Quoted passage Start Marker
It's really tough embracing this strange version of football but we must live with it

Arsenal's David Luiz walks off after being red carded

The German Bundesliga returned a couple of weeks back and La Liga followed soon after. But it is the English premier league which only this week gingerly emerged from its 100-day hiatus, that has awakened us from our own hibernation. For the first time in three months, it really feels like the lockdown imposed by the Coronavirus crisis is starting to lift – like things are gradually returning to normal.
There is a lot that is still amiss, and somethings have probably changed forever. But for those of us for who football is a vent, we have been invited to go back to our brotherhood of men, where without the fear of judgement, we can talk about football all week, on the internet, on vibrant football forums, and on Radio phone-in programmes.

And for those who don’t mind placing a punt, online betting is back too, and it appears David Luiz is unchanged – still making a killing for those who place money on a glut of goals.
However, we are by no means beyond the Coronavirus crisis and we surely won’t be allowed to relive the fellowship of pubs just yet. And from what I saw on Wednesday night I am not sure watching in a noisy pub would make much of a difference anyway. It is live football yes, but without real fans in the stands, the game is just a silent and strange version of the original.

Without the vocal reactions of a real crowd, the games look like training-sessions, something that the general lack of fitness amongst the players doesn’t help.
The lack of familiar sounds also makes it necessary for us to concentrate fully all the time. It is hard work, especially if it is latenight and a team you couldn’t bother with.
And if like me, watching football on a couch at home is always an invitation to nod off, then you stand a risk of missing entire games because the heightened excitement from the crowd that acted as a prompt in the past, is missing.
Of course, production crews have improvised, but the noise is as fake as the computer-generated fans that Spanish TV has been toying with. It can never compare to the real thing and the rhythm is almost always, off.

For instance, at the game between Aston Villa and Sheffield United on Wednesday night, belated cheers accompanied every goal attempt and there were many odd ones too – a home crowd doesn’t cheer a refereeing decision that favours the visiting team. This will probably improve with time.
But as we wait for the Coronavirus crisis to blow over and for football and all else to return to their true original versions, we had better accept what we have now. Maybe this is the new normal we were warned about and advised to embrace.

We were told that we would wake up to a new world where nothing stayed the same. A lot has certainly happened over the last three months for that not to hold true.
Quoted passage End Marker
Data listing Start Marker
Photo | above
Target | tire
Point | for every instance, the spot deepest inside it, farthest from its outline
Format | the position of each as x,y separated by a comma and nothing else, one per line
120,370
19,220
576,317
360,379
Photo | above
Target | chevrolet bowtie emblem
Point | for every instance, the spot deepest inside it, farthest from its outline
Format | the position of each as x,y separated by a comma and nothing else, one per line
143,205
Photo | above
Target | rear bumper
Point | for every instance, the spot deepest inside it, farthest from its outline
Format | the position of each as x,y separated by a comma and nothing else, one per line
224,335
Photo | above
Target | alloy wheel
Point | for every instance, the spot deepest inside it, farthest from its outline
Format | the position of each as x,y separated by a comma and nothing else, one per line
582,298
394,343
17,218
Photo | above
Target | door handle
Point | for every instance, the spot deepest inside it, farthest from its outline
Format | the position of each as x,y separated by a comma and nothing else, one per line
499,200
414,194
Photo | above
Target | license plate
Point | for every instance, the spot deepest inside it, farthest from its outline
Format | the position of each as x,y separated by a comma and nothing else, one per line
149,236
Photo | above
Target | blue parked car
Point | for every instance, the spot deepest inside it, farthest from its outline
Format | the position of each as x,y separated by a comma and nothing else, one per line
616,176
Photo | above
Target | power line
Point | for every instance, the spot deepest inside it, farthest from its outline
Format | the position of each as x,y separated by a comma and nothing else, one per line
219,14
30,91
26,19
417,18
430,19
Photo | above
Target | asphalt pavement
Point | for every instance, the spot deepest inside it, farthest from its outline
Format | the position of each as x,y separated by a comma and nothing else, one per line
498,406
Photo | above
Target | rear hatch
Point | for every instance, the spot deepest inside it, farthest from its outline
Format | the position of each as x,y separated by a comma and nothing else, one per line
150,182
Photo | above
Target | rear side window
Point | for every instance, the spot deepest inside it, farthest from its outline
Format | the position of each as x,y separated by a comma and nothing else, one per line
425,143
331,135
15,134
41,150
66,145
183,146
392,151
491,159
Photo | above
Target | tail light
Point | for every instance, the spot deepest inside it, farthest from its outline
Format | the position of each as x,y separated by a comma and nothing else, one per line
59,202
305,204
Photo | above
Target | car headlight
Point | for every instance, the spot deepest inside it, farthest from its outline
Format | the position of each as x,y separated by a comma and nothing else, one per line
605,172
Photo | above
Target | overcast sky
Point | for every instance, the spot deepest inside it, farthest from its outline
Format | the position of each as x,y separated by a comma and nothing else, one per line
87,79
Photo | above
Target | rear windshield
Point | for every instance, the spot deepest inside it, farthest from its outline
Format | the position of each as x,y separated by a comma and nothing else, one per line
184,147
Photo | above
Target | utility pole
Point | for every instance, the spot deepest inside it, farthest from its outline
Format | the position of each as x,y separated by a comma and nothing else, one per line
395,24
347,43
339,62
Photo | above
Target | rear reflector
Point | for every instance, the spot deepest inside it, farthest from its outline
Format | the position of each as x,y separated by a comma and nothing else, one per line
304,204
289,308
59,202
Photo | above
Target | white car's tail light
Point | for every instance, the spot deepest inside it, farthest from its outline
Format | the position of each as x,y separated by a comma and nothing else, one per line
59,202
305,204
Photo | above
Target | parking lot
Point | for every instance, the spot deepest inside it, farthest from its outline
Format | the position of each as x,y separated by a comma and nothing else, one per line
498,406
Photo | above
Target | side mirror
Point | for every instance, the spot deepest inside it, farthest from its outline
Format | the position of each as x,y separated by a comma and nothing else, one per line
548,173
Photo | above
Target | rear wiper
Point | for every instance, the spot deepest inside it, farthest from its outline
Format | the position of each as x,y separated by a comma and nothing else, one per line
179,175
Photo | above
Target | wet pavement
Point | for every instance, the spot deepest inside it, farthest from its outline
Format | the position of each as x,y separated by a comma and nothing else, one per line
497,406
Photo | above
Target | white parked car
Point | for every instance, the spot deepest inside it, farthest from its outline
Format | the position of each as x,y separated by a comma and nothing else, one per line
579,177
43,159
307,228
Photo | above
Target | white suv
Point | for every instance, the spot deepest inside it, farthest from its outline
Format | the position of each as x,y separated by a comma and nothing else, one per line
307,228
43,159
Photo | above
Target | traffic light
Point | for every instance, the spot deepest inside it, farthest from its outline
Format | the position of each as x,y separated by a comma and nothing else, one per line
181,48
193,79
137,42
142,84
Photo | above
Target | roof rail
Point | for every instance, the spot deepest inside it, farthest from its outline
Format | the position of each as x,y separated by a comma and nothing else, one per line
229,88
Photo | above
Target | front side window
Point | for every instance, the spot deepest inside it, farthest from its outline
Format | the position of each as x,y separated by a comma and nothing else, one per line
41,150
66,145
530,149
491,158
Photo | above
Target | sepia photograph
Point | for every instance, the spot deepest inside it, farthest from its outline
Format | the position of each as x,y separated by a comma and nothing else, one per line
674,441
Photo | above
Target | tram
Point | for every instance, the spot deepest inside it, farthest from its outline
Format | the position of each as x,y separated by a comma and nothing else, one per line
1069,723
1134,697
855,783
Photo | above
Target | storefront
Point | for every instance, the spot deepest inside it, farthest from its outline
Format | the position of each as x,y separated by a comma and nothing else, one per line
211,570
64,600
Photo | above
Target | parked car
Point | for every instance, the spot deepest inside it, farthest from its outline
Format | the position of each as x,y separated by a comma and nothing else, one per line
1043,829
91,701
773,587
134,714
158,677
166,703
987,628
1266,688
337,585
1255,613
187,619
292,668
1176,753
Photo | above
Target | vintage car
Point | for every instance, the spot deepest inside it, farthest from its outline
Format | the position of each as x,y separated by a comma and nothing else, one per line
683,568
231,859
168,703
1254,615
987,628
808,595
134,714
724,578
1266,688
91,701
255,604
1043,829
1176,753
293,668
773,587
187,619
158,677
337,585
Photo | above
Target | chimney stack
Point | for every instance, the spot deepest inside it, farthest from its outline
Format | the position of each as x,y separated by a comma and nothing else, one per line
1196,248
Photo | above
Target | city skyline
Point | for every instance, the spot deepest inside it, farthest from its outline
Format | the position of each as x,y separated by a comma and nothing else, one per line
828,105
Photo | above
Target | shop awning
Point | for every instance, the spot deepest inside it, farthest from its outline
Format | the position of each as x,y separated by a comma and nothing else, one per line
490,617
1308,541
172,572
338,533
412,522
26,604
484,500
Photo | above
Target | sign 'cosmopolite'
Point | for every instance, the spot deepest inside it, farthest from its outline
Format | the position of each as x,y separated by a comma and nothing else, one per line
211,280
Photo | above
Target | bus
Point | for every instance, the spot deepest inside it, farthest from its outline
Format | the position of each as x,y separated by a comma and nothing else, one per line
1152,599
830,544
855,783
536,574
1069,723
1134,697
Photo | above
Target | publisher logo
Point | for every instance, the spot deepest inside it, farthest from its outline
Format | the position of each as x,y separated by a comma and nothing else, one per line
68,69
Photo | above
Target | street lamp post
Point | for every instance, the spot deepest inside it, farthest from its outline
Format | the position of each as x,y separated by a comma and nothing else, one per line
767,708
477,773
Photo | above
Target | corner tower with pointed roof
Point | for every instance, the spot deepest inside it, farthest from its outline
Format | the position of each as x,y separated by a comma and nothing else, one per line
Data listing End Marker
[Exercise] From the column on football without fans, extract the passage starting at "It's really tough" and ending at "Radio phone-in programmes.", word for word.

[Response box]
It's really tough embracing this strange version of football but we must live with it

Arsenal's David Luiz walks off after being red carded

The German Bundesliga returned a couple of weeks back and La Liga followed soon after. But it is the English premier league which only this week gingerly emerged from its 100-day hiatus, that has awakened us from our own hibernation. For the first time in three months, it really feels like the lockdown imposed by the Coronavirus crisis is starting to lift – like things are gradually returning to normal.
There is a lot that is still amiss, and somethings have probably changed forever. But for those of us for who football is a vent, we have been invited to go back to our brotherhood of men, where without the fear of judgement, we can talk about football all week, on the internet, on vibrant football forums, and on Radio phone-in programmes.